↓↓↓

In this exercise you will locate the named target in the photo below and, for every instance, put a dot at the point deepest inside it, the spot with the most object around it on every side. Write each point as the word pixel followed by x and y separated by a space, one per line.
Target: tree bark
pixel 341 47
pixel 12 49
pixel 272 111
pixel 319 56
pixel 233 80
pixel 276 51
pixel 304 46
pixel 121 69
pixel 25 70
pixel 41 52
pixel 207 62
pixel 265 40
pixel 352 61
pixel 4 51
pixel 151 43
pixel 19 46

↑↑↑

What is being asked
Copy all of the rows above word for word, keeping every line and its order unchanged.

Solution to this problem
In this exercise you will locate the named target in the photo below and, for every instance, put a dot at the point deepest inside it, the spot with the most object around it on every side. Write each point as the word pixel followed by x and y separated by a space, one per line.
Target: tree bark
pixel 341 47
pixel 12 49
pixel 272 111
pixel 319 56
pixel 233 80
pixel 276 51
pixel 304 46
pixel 121 69
pixel 25 70
pixel 41 52
pixel 207 62
pixel 265 40
pixel 352 61
pixel 4 51
pixel 151 43
pixel 19 46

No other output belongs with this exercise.